--- START OF Page excerpt ---

Evidently there was a second series of charges,
either inefficiently wired, or with a very long time-fuse. Hurriedly
we unrolled our bucket-ropes, twined them together, and hung them
freely down the middle of the well from a stout cross-pole, the
sides being so tottery that the scrape of a rope might have
dislodged their blocks. I then found that the charges were small,
not above three pounds each, and had been wired in series with field
telephone cable. But something had gone wrong. Either the Turks had
scamped their job or their scouts had seen us coming before they had
had time to re-connect.
So we soon had two fit wells, and a clear profit of
thirty pounds of enemy gelignite. We determined to stay a week in
this fortunate Bair. A third object - to discover the condition of
the Jefer wells - was now added to our needs for food, and for news
of the state of mind of the tribes between Maan and Akaba. We sent a
man to Jefer. We prepared a little caravan of pack-camels with
Howeitat brands and sent them across the line to Tafileh with three
or four obscure clansmen - people who would never be suspected of
association with us. They would buy all the flour they could and
bring it back to us in five or six days' time.
As for the tribes about the Akaba road, we wanted
their active help against the Turks to carry out the provisional
plan we had made at Wejh. Our idea was to advance suddenly from El
Jefer, to cross the railway line and to crown the great pass - Nagb
el Shtar - down which the road dipped from the Maan plateau to the
red Guweira plain. To hold this pass we should have to capture Aba
el Lissan, the large spring at its head, about sixteen miles from
Maan; but the garrison was small, and we hoped to overrun it with a
rush. We would then be astride the road, whose posts at the end of
the week should fall from hunger; though probably before that the
hill tribes, hearing of our successful beginning, would join us to
wipe them out.
Crux of our plan was the attack on Aba el Lissan,
lest the force in Maan have time to sally out, relieve it, and drive
us off the head of Shtar. If, as at present, they were only a
battalion, they would hardly dare move; and should they let it fall
while waiting for reinforcements to arrive, Akaba would surrender to
us, and we should be based on the sea and have the advantageous
gorge of Itm between us and the enemy. So our insurance for success
was to keep Maan careless and weak, not suspecting our malevolent
presence in the neighbourhood.

--- END OF Page excerpt ---

**What is required**
Answer from the excerpt about the wells and the Akaba road above:
(a) What was the maximum weight of each charge found in the well?
(b) Which spring had to be captured to hold Nagb el Shtar, and how far was it from Maan?
(c) Within how many days was the caravan expected to return with flour?
The lines that follow come from a separate source, unrelated to the text.

--- START OF Excerpted data ---

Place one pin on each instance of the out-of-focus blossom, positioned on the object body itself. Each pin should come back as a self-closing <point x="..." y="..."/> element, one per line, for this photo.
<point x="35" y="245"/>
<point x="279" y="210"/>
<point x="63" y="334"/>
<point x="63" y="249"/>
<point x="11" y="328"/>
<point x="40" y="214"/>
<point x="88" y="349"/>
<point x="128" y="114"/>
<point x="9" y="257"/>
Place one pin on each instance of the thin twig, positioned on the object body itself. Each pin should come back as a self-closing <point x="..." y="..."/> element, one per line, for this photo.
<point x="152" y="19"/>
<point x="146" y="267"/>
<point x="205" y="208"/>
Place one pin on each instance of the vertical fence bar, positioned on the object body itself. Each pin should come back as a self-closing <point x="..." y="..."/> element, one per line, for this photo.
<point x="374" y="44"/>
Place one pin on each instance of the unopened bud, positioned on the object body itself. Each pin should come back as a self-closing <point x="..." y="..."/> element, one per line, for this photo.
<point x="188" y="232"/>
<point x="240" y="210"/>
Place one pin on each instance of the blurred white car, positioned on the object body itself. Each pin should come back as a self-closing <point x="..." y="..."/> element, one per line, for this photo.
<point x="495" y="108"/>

--- END OF Excerpted data ---

**Task answer**
(a) Not above three pounds each.
(b) Aba el Lissan, about sixteen miles from Maan.
(c) Five or six days.